Instruções da tarefa — Copie sem alterações o trecho do texto sobre o padre Tomáš Halík que vai de "A vocação de" até "da União Soviética.", inclusive.

Excerto fornecido —
O padre checo Tomáš Halík, que entre sábado e terça-feira está em Portugal, considera que «a fé é um caminho espiritual, não uma herança» e que Deus chega quando a existência humana muda «de um monólogo para um diálogo».
«Nos meus livros falo da fé como a coragem para entrar na nuvem do mistério, como a arte de viver com mistério, de viver no meio dos paradoxos da vida e de manter um espaço aberto de questões para as quais não há resposta neste mundo», sustenta o sacerdote em entrevista publicada hoje na revista “Sábado”.
Tomáš Halík, que se notabilizou por livros e intervenções sobre o diálogo entre crentes e não crentes, bem como acerca da aproximação da Igreja católica a quem dela está afastado, descobriu «o cristianismo como religião de paradoxos».
«Ao contrário das respostas impacientes e superficiais do ateísmo dogmático, do fundamentalismo religioso e da religiosidade fanática, que remetem para justificações de “fazer em conluio com Deus”, a fé madura é paciente perante o mistério», defende.
A vocação de Halík, antes e depois da ordenação sacerdotal, foi vivida durante muitos anos em segredo e em perigo constante - «tinha um pé na cadeia» - devido às proibições impostas pelo regime da então Checoslováquia, alinhado com o ideário comunista da União Soviética.
«Nem a minha mãe podia saber que eu era padre», recorda, acrescentando que a sua ordenação e primeira missa que presidiu foram celebradas com um número mínimo de testemunhas.
Olhando para esses anos, Halík, que trabalhou como psicoterapeuta com alcoólicos e toxicodependentes, realça que «a Igreja clandestina foi uma fonte escondida de liberdade interior e escola de coragem num tempo difícil».
Muitas das suas obras, que estiveram na origem da atribuição do Prémio Templeton, um dos maiores a nível mundial em termos monetários, são redigidas em retiro: é frequente tirar um mês para escrever, num eremitério próximo de um mosteiro contemplativo, na Alemanha.
«Numa parte do dia caminho pela floresta e penso. Depois sento-me numa mesa em frente do altar, no qual o Santíssimo está exposto, e escrevo. A escrita é a minha forma de oração e adoração», salienta.
Este mês, a Paulinas Editora, responsável pela publicação dos livros de Halík em Portugal, lançou um novo volume, “Quero que tu sejas – Podemos acreditar no Deus do amor?” (cf. "Artigos relacionados").
«A dignidade do ser humano está na capacidade de transcendência, de ultrapassar o egoísmo e o narcisismo – e o amor é a verdadeira transcendência. Ama-se alguém verdadeiramente se se está disposto a dar-lhe primazia perante o próprio interesse», diz o sacerdote sobre a obra.

Dados —
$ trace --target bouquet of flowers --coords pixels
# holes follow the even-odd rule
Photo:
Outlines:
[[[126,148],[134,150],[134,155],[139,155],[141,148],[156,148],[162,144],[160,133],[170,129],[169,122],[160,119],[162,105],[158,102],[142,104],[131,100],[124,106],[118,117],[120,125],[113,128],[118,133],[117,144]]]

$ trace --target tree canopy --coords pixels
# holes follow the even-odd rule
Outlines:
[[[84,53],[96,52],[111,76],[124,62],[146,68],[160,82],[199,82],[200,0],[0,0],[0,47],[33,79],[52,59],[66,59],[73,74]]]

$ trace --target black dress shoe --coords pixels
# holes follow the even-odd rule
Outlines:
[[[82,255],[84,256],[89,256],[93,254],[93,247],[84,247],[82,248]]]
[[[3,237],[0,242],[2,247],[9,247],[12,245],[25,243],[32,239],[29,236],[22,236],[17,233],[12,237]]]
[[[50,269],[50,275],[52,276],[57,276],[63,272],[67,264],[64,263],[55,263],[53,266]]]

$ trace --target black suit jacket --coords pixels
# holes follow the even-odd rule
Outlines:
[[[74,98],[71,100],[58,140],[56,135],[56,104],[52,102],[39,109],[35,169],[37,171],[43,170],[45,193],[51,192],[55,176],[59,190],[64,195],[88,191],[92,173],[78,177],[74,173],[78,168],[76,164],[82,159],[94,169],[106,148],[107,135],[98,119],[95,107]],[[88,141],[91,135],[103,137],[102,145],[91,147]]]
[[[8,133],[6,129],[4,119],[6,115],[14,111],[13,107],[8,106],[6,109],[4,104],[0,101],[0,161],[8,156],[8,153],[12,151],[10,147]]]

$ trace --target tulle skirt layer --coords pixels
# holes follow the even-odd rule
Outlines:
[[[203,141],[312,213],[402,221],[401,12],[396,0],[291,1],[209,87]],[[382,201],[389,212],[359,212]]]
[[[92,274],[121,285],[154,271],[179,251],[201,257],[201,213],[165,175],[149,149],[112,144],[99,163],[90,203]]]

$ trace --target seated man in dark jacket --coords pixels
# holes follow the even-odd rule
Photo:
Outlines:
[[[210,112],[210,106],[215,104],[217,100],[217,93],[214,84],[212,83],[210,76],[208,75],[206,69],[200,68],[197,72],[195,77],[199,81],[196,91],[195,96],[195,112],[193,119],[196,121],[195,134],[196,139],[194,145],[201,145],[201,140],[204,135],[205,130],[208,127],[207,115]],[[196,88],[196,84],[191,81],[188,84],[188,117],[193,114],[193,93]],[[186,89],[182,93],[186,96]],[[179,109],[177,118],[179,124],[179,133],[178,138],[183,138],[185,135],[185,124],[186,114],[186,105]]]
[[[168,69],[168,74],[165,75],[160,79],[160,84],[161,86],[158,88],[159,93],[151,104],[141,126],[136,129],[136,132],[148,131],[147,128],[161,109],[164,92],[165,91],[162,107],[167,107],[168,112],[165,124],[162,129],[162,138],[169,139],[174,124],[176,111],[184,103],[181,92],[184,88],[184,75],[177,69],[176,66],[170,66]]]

Solução da tarefa —
A vocação de Halík, antes e depois da ordenação sacerdotal, foi vivida durante muitos anos em segredo e em perigo constante - «tinha um pé na cadeia» - devido às proibições impostas pelo regime da então Checoslováquia, alinhado com o ideário comunista da União Soviética.